=== Brief A ===
List every phrase that appears in quotation marks in the news report on the US Navy operation near Lakshadweep.
=== Brief B ===
Update the news report on the US Navy operation between "The US Navy said" and "concerned coastal state.", inclusive, replacing "diplomatic channels" with "official channels".
=== Brief C ===
According to the news report on the US Navy operation, which vessel carried out the operation?

=== Selected excerpt ===
"""

International law does not permit a nation to carry out military manoeuvres in the EEZ without the consent of the concerned coastal state
New Delhi/Washington: The US Navy carried out a “freedom of navigation” operation in India’s exclusive economic zone (EEZ) near Lakshadweep Islands earlier this week, without New Delhi’s prior consent, to challenge what the US said were India’s “excessive” maritime claims, a official US statement said.
The operation was conducted by guided missile destroyer USS John Paul Jones on Wednesday, April 7, a statement by the commander of the US Seventh Fleet said.
The US Navy said it had “asserted navigational rights and freedoms approximately 130 nautical miles west of Lakshadweep Islands, inside India’s exclusive economic zone without requesting India’s prior consent”, saying further it had “challenged India’s excessive maritime claims”. The US Seventh Fleet claimed this operation was “consistent with international law”.
Reacting to this on Friday evening, India said it had raised its concerns with the US through diplomatic channels, adding that the US warship’s movements had been continuously monitored. New Delhi made it clear that international law did not permit a nation to carry out military manoeuvres, especially involving weapons, in the EEZ and continental shelf without the consent of the concerned coastal state.

"""

=== Extracted data ===
"""

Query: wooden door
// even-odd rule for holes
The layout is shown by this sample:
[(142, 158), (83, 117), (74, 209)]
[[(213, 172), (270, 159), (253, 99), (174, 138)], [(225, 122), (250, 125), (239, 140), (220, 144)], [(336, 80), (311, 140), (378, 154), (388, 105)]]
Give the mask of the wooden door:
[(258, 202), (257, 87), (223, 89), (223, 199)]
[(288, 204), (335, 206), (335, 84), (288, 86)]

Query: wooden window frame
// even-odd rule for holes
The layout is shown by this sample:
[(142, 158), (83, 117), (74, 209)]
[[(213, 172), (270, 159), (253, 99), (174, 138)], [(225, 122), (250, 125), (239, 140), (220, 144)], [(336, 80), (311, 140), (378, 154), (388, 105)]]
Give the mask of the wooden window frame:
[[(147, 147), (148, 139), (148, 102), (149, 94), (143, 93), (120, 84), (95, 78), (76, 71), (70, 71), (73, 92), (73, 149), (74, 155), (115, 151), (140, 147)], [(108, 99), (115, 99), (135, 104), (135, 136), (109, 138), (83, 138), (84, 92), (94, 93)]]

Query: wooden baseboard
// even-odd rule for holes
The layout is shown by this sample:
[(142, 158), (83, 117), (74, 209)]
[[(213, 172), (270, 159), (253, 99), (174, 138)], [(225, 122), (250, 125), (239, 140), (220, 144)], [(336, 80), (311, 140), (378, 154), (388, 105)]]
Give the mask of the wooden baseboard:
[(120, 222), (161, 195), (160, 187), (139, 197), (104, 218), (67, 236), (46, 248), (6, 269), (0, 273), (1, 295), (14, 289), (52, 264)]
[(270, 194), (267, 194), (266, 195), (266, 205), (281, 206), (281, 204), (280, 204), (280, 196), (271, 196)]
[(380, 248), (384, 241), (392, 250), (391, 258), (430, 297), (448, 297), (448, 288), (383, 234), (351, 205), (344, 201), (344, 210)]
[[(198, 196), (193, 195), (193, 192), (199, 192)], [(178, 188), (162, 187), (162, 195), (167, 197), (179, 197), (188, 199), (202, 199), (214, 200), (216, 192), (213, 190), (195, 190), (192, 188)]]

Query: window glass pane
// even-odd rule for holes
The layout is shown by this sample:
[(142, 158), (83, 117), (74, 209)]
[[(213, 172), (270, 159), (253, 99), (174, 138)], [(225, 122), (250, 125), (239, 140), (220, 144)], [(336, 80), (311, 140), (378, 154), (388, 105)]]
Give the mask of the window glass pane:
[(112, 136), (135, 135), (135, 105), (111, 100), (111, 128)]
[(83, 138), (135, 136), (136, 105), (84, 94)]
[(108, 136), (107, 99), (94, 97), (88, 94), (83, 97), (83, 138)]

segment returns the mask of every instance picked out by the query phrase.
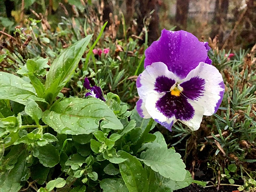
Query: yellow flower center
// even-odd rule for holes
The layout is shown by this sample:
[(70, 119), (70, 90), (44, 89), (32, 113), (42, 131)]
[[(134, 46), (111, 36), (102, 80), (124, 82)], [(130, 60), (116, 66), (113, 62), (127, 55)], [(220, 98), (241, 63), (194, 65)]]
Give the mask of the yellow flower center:
[(177, 87), (174, 87), (173, 89), (170, 90), (171, 91), (171, 94), (177, 97), (180, 96), (181, 92), (181, 91)]

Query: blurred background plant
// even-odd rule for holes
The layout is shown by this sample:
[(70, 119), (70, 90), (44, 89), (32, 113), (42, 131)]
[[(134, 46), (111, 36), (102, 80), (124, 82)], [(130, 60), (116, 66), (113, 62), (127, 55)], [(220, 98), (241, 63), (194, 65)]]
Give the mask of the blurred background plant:
[[(159, 125), (152, 132), (160, 130), (182, 155), (193, 178), (218, 188), (256, 188), (255, 0), (4, 0), (0, 7), (1, 71), (16, 74), (29, 58), (48, 58), (50, 66), (62, 50), (94, 34), (59, 97), (83, 97), (86, 76), (132, 109), (144, 51), (160, 29), (186, 30), (208, 41), (226, 86), (220, 110), (196, 132), (178, 123), (172, 132)], [(109, 52), (92, 52), (105, 48)]]

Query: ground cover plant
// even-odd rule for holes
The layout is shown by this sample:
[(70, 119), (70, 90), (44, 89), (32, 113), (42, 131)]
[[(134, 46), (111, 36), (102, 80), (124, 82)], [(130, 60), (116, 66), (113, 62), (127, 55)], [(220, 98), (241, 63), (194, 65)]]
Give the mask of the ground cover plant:
[(0, 191), (253, 191), (255, 48), (230, 53), (210, 41), (222, 103), (198, 130), (178, 122), (170, 132), (134, 109), (148, 24), (142, 44), (91, 19), (62, 17), (52, 32), (30, 18), (1, 34)]

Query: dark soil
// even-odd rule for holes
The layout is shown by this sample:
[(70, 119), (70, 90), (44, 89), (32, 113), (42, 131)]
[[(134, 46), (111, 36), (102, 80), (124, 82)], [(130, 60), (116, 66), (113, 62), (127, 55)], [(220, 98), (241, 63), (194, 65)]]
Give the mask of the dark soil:
[(175, 191), (177, 192), (238, 192), (237, 187), (221, 186), (218, 191), (215, 187), (204, 188), (196, 184), (192, 184), (187, 187)]

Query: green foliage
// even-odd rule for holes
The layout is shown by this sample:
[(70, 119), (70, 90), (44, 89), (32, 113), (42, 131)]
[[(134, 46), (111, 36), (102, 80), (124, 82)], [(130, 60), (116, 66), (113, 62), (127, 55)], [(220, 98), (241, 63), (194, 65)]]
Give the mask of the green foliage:
[[(0, 72), (4, 77), (0, 79), (1, 192), (18, 192), (27, 187), (25, 181), (32, 180), (40, 186), (39, 192), (147, 192), (160, 180), (172, 191), (175, 181), (183, 186), (190, 184), (182, 183), (186, 171), (180, 156), (167, 149), (160, 132), (149, 133), (156, 123), (129, 111), (117, 94), (108, 93), (106, 102), (56, 98), (78, 75), (75, 71), (91, 37), (61, 52), (49, 71), (48, 59), (34, 58), (19, 65), (17, 73), (22, 77)], [(114, 87), (124, 71), (110, 76)], [(172, 172), (167, 174), (166, 168)], [(149, 182), (152, 175), (156, 176), (153, 184)]]
[(69, 98), (55, 103), (45, 111), (42, 120), (60, 134), (89, 134), (101, 128), (120, 130), (123, 126), (108, 106), (95, 98)]
[[(43, 1), (25, 0), (25, 8), (36, 2), (45, 9)], [(52, 1), (56, 11), (60, 1)], [(84, 12), (80, 2), (68, 1)], [(184, 159), (191, 154), (197, 159), (199, 148), (204, 153), (202, 162), (212, 170), (214, 184), (219, 177), (230, 184), (243, 180), (239, 190), (256, 188), (250, 166), (256, 158), (256, 77), (254, 68), (244, 67), (245, 51), (235, 53), (234, 60), (224, 50), (209, 52), (213, 64), (231, 77), (225, 76), (220, 110), (204, 118), (204, 129), (192, 132), (176, 124), (166, 133), (132, 110), (147, 40), (140, 46), (139, 39), (118, 34), (126, 40), (116, 40), (108, 29), (104, 32), (106, 23), (100, 30), (92, 21), (62, 19), (50, 31), (43, 28), (45, 23), (28, 19), (15, 30), (17, 42), (7, 41), (1, 49), (1, 69), (6, 72), (0, 72), (1, 192), (32, 186), (41, 192), (172, 192), (192, 182), (206, 185), (193, 180), (170, 148), (183, 143)], [(14, 30), (9, 19), (0, 20)], [(88, 35), (90, 30), (99, 35)], [(108, 54), (92, 53), (106, 48)], [(86, 76), (102, 88), (106, 102), (84, 98)]]
[(52, 103), (76, 69), (92, 35), (78, 41), (57, 57), (52, 63), (45, 81), (44, 98)]

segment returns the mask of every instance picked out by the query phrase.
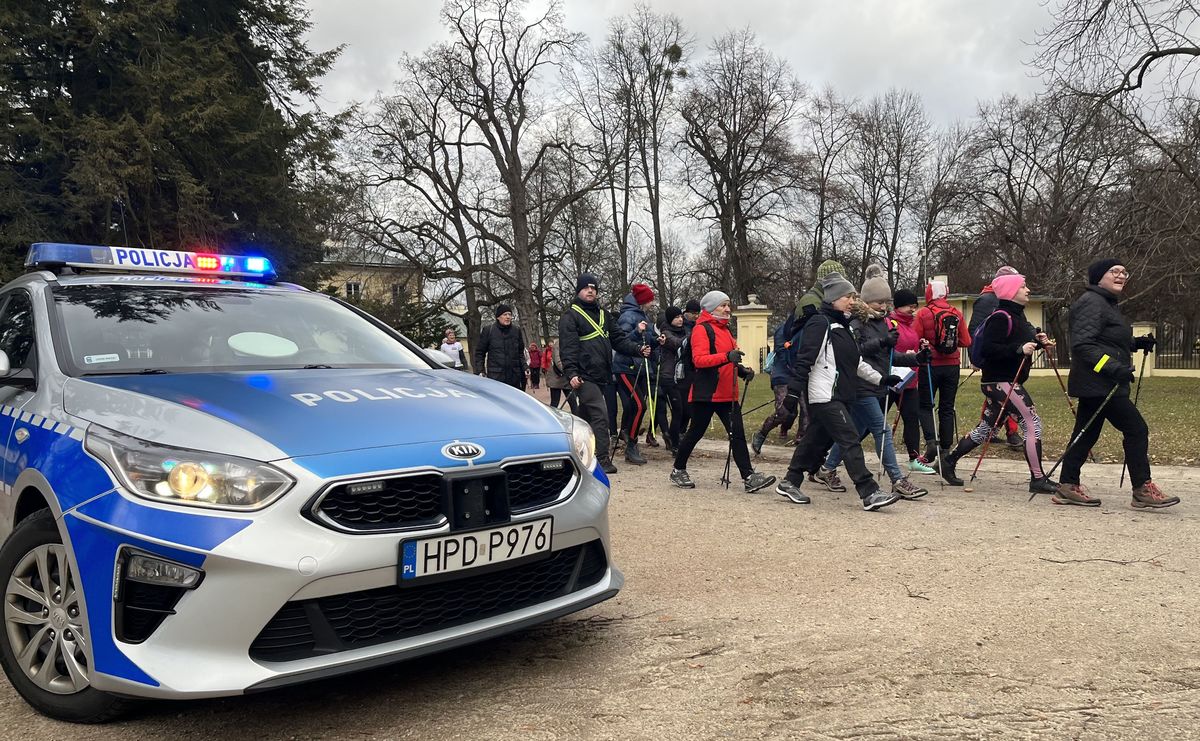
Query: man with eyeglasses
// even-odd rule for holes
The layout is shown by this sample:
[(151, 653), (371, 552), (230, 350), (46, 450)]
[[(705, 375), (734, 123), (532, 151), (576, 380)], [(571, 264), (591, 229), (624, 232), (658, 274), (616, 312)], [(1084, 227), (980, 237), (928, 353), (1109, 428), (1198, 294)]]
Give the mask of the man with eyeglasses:
[[(1067, 392), (1079, 397), (1074, 441), (1062, 460), (1056, 505), (1098, 507), (1100, 500), (1080, 483), (1080, 469), (1100, 438), (1108, 421), (1124, 435), (1126, 465), (1133, 484), (1132, 506), (1170, 507), (1178, 496), (1166, 496), (1150, 477), (1150, 428), (1129, 398), (1129, 386), (1136, 378), (1134, 353), (1154, 349), (1154, 336), (1134, 337), (1121, 314), (1117, 300), (1129, 282), (1129, 271), (1116, 259), (1097, 260), (1087, 267), (1087, 289), (1070, 306), (1070, 376)], [(1109, 393), (1112, 393), (1110, 397)], [(1088, 421), (1100, 416), (1088, 426)]]

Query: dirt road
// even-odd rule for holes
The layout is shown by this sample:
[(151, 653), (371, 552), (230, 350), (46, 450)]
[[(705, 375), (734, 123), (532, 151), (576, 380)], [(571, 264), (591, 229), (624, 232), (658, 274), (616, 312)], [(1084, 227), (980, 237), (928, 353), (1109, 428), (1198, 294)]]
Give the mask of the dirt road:
[[(724, 454), (623, 468), (624, 591), (440, 657), (72, 728), (0, 683), (6, 739), (1184, 739), (1200, 734), (1200, 472), (1160, 512), (1026, 504), (1020, 465), (972, 494), (865, 513), (716, 486)], [(782, 459), (763, 470), (781, 474)], [(1103, 486), (1102, 486), (1103, 484)], [(1060, 562), (1067, 561), (1067, 562)]]

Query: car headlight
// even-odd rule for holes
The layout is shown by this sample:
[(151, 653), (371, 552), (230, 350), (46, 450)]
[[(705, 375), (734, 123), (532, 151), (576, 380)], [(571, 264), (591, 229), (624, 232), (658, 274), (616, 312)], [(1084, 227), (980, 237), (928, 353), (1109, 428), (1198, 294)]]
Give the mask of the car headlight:
[(563, 424), (563, 429), (570, 433), (571, 448), (580, 457), (583, 468), (590, 469), (596, 459), (596, 436), (592, 433), (592, 426), (562, 409), (554, 409), (553, 406), (546, 406), (546, 409), (558, 418)]
[(92, 426), (84, 447), (138, 496), (214, 510), (259, 510), (292, 488), (283, 471), (259, 463), (155, 445)]

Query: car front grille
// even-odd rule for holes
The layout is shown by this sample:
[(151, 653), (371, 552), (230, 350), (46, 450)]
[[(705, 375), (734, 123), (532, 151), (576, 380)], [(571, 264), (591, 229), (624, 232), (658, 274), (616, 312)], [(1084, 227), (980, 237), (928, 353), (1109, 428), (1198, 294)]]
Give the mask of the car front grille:
[[(575, 480), (570, 458), (510, 463), (499, 471), (485, 469), (478, 478), (488, 478), (508, 493), (508, 512), (528, 512), (552, 504)], [(454, 520), (454, 488), (474, 477), (442, 474), (395, 476), (370, 482), (347, 482), (331, 487), (316, 501), (318, 522), (347, 530), (378, 532), (439, 525)], [(503, 508), (503, 507), (502, 507)], [(493, 522), (506, 522), (498, 512)]]
[(607, 568), (604, 546), (592, 541), (451, 582), (288, 602), (259, 632), (250, 656), (295, 661), (432, 633), (580, 591), (600, 582)]

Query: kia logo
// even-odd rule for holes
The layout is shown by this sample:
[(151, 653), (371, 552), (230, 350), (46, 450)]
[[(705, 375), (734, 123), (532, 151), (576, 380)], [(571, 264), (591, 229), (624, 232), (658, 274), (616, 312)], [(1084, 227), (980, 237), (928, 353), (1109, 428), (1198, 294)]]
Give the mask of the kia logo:
[(474, 442), (451, 442), (442, 448), (442, 454), (446, 458), (474, 460), (484, 454), (484, 448)]

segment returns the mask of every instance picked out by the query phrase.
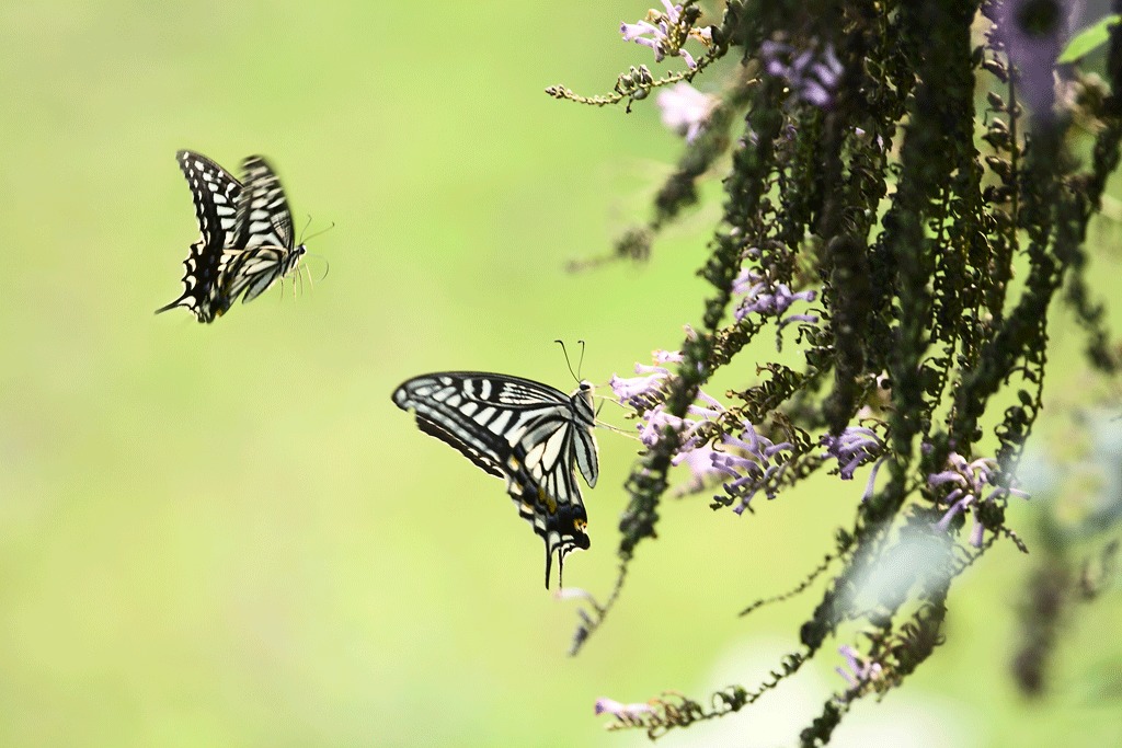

"""

=== Expected output A ===
- “freedom of navigation”
- “excessive”
- “asserted navigational rights and freedoms approximately 130 nautical miles west of Lakshadweep Islands, inside India’s exclusive economic zone without requesting India’s prior consent”
- “challenged India’s excessive maritime claims”
- “consistent with international law”

=== Expected output B ===
The US Navy said it had “asserted navigational rights and freedoms approximately 130 nautical miles west of Lakshadweep Islands, inside India’s exclusive economic zone without requesting India’s prior consent”, saying further it had “challenged India’s excessive maritime claims”. The US Seventh Fleet claimed this operation was “consistent with international law”.
Reacting to this on Friday evening, India said it had raised its concerns with the US through official channels, adding that the US warship’s movements had been continuously monitored. New Delhi made it clear that international law did not permit a nation to carry out military manoeuvres, especially involving weapons, in the EEZ and continental shelf without the consent of the concerned coastal state.

=== Expected output C ===
The guided missile destroyer USS John Paul Jones.